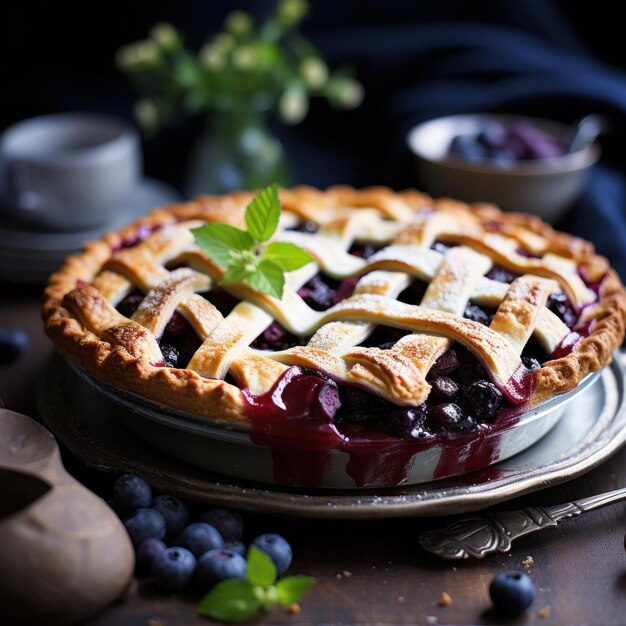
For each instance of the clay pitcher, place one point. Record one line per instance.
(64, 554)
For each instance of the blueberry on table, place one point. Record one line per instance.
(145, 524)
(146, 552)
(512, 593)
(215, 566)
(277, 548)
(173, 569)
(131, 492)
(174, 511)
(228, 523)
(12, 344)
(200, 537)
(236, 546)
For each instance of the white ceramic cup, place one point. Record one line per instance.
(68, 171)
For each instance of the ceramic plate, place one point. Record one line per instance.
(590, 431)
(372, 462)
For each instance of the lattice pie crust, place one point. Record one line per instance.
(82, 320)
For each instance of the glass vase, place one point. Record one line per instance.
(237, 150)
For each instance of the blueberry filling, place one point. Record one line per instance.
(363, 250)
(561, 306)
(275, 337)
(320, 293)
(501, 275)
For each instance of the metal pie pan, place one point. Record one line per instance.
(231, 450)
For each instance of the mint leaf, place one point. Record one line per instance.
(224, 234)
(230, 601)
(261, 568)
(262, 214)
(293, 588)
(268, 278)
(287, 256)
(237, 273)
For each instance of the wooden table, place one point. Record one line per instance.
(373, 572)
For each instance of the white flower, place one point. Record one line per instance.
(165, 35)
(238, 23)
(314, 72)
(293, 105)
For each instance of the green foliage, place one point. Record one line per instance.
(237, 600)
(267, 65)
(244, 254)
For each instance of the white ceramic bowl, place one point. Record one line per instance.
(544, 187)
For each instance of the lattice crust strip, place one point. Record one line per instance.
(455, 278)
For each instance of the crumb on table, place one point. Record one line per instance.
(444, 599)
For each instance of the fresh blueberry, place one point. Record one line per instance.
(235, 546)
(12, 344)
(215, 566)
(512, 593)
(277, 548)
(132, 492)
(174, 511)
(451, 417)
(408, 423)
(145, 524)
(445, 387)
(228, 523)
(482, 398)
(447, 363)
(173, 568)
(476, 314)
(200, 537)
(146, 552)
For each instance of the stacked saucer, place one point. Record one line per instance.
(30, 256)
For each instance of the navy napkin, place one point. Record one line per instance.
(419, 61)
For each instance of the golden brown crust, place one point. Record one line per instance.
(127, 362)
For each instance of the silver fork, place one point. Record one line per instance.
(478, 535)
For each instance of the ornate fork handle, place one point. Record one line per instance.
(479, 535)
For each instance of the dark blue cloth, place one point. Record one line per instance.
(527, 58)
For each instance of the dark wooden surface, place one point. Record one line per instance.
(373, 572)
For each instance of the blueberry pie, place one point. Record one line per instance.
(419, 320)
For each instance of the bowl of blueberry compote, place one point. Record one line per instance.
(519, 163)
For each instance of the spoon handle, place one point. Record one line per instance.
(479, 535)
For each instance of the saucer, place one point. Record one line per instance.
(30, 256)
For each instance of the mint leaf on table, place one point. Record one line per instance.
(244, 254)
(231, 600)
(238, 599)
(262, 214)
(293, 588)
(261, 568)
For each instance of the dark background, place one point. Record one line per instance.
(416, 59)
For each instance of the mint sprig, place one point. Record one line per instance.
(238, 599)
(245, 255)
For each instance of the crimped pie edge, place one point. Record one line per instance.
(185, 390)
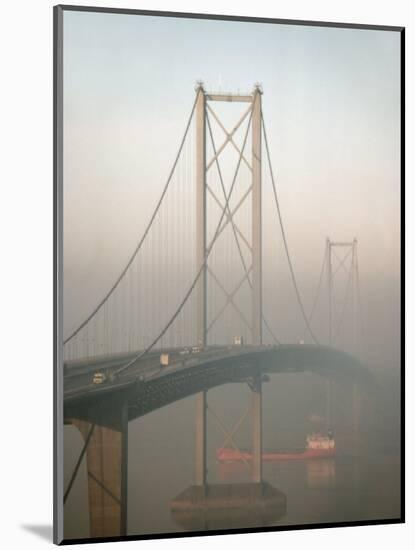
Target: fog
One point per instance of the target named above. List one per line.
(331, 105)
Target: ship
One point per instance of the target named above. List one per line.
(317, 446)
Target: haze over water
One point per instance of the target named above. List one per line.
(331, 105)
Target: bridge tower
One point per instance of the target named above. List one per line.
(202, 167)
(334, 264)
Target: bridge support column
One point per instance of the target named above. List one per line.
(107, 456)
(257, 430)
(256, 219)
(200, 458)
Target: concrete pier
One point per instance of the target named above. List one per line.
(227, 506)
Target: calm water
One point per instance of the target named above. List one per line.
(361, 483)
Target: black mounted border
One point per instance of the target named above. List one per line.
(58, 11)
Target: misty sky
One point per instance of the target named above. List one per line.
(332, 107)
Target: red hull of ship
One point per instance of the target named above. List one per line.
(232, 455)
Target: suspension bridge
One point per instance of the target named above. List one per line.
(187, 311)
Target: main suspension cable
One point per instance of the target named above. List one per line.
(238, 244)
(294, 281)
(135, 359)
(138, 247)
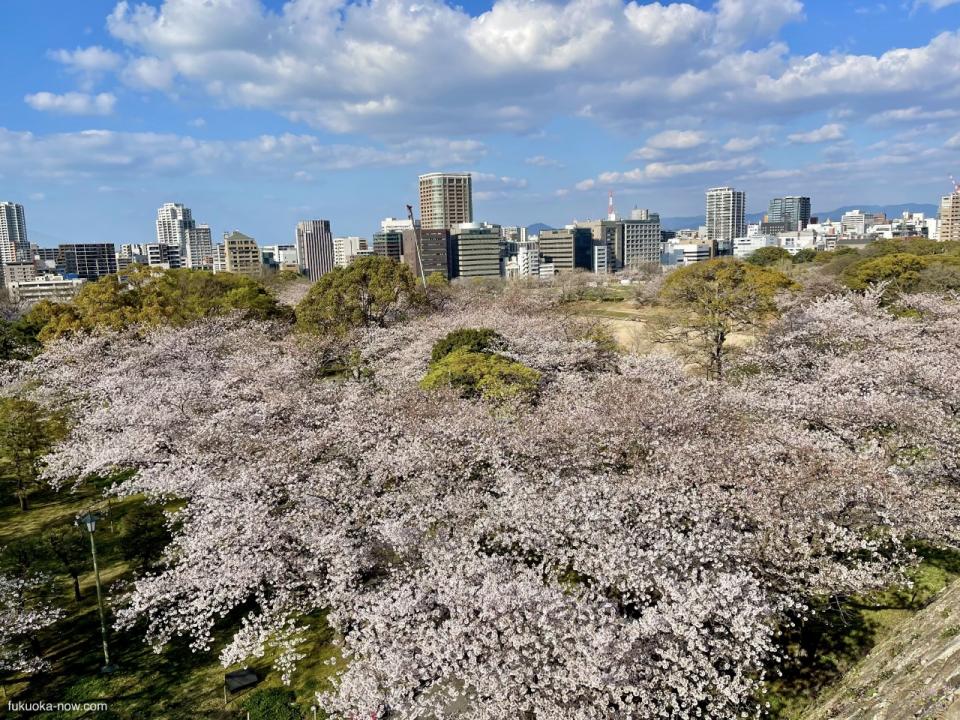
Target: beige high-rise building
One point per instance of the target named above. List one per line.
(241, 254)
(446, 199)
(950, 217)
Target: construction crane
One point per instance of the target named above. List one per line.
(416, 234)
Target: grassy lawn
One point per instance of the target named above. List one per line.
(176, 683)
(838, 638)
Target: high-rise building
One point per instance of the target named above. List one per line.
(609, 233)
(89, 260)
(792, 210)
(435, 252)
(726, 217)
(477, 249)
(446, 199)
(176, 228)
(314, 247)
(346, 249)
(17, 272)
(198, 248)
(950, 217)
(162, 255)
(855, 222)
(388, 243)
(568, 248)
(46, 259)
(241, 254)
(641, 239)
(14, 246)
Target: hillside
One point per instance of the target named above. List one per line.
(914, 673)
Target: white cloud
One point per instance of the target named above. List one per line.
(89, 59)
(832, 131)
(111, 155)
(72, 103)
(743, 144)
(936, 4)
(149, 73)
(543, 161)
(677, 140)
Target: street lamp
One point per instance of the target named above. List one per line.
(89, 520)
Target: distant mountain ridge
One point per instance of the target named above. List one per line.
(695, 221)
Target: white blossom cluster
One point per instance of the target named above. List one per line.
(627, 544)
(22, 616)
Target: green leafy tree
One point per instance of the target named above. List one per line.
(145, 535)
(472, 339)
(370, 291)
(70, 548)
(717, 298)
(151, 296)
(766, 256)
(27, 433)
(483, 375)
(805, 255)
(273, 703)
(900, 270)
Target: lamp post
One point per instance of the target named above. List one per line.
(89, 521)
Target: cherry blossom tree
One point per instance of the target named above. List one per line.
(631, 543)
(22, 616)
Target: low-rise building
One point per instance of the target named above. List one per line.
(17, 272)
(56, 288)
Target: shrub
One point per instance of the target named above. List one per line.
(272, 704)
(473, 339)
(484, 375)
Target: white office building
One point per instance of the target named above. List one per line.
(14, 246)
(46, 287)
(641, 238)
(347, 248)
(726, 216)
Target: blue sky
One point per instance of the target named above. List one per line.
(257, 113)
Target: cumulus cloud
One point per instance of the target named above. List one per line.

+-------+

TASK BRIEF: When a line in the material above includes "blossom", report that line by copying it.

EXERCISE RESPONSE:
Target: white blossom cluster
Target: cherry blossom tree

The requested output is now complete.